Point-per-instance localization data
- - - - - - -
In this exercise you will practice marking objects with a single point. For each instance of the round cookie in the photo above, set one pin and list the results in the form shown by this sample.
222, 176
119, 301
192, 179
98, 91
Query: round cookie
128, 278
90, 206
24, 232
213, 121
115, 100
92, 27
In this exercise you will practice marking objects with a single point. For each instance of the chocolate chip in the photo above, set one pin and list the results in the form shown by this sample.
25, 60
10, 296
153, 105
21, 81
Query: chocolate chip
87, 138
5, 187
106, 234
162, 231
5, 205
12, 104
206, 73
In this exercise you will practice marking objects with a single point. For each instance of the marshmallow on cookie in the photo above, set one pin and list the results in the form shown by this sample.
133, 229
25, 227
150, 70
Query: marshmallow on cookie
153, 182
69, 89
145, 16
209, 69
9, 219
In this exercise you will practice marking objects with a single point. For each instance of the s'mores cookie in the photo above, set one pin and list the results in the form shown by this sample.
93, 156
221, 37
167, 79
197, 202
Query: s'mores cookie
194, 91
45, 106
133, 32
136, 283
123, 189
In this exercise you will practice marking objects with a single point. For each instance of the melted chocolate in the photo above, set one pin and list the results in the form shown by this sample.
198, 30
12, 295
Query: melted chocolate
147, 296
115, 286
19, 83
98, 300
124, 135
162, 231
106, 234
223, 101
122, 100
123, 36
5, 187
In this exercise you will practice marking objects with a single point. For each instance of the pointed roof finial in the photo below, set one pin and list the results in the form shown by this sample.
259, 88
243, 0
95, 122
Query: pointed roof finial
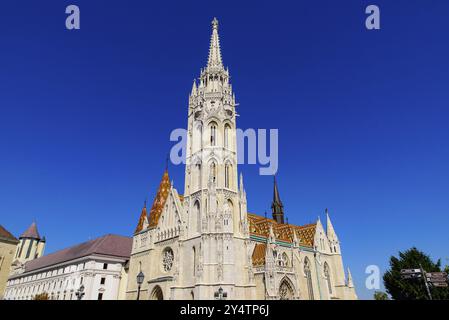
193, 88
350, 283
215, 23
214, 59
31, 232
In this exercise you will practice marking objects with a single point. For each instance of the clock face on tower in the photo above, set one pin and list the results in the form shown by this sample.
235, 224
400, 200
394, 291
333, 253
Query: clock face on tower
212, 107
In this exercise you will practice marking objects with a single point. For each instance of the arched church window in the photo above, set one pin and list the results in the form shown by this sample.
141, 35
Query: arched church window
213, 134
197, 215
227, 136
167, 259
308, 273
327, 274
284, 260
213, 171
194, 260
285, 290
198, 175
157, 294
227, 175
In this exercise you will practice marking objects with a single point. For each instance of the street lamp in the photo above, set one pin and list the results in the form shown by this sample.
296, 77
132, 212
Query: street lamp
220, 294
80, 293
140, 278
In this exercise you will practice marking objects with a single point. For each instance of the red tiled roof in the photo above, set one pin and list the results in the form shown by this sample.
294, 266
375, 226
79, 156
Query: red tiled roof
159, 200
260, 226
6, 234
110, 245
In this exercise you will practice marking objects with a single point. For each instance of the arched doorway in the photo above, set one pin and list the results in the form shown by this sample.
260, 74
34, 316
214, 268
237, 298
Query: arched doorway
157, 294
286, 290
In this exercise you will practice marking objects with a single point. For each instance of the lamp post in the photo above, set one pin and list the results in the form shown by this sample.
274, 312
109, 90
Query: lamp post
220, 294
80, 293
140, 278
- - - - - - -
__Task details__: Give back the records above exactly. Pictures stay out.

__Output of the exercise__:
In this exercise you will practice marking objects with a single point. For each instance of the round cookie in the photo above, set one pin and list the results in the form shown by this sample.
222, 176
119, 301
192, 179
98, 91
Query: round cookie
128, 278
90, 206
24, 232
213, 121
115, 100
92, 27
In this exercise you will practice marking objects with a single point. For each instance of the chocolate chip in the photo above, set one pin and list the results in the form shown by this sample.
25, 60
10, 296
153, 105
21, 81
Query: chocolate chip
87, 138
5, 187
106, 234
162, 231
5, 205
12, 104
206, 73
In this exercise you will practice marking objects with a single point. For each instance of the marshmallow on cookie in the photo above, set one pin and list the results in the form shown by this sample.
133, 229
25, 227
150, 70
Query: marshmallow on cookie
153, 182
69, 89
145, 16
209, 69
9, 219
In this exercise you will practice marking objects with a single point. For each instance of the s'mores cookie in the photo above, set one pin and list the results in the form shown by this sample.
93, 156
221, 37
167, 79
197, 202
Query: s'mores cookie
194, 91
45, 106
133, 32
136, 283
123, 189
In this exercise you will practice marking objects with a single point. For each instance of the melted chocolate in the photo above, set one pin and list the results in the form shown by this sample.
198, 30
12, 295
Query: melted chocolate
147, 296
115, 286
19, 83
98, 300
124, 135
162, 231
106, 234
223, 101
122, 100
123, 36
5, 187
In this exercise you will practice marking objects with a single point. For each instance of the pointed roof finial in the photo below, set one pin and list the results in the form shown by this sample.
259, 88
243, 0
95, 122
Query: pointed roof finial
193, 88
350, 283
215, 23
214, 59
31, 232
In this exercise you will practice marking objects with a single point. For each instance of the clock face on tower in the photo above, set one pin and list the results in the form shown by this sample.
235, 224
400, 200
394, 291
333, 253
Query: clock face on tower
212, 107
In this exercise you will practice marking objects with a single point. For each instance of the arched church window in the photo above, set one pin and list the results in the form shown by this sample.
141, 35
Query: arched church window
213, 134
197, 215
227, 136
167, 259
308, 273
327, 274
284, 260
213, 171
194, 260
285, 290
198, 175
157, 294
227, 175
In this exercise you will practice marking objects with a single point. For each instance of the street lamp in the photo above, set one pin and list the results in the form shown by this sample.
296, 77
132, 212
Query: street lamp
220, 294
80, 293
140, 278
In this exercise you will practice marking objects with a single point. For each instance of the red tiled roof in the photo above, set one pin and list the results in the form shown by this sample.
294, 266
375, 226
79, 156
Query: red tiled roof
159, 200
260, 226
6, 234
110, 245
In this exercise you will practice marking objects with a single point. For each instance of the arched doorway in the photo above, set one pin and list the results in the form shown by this sample.
260, 74
34, 316
214, 268
237, 298
Query: arched doorway
157, 294
286, 290
In this exercise you will practice marking objects with a single point. For each instance of the lamp post in the photo above, set one pin and list the results in the form shown by this sample.
274, 312
109, 90
Query: lamp post
220, 294
80, 293
140, 278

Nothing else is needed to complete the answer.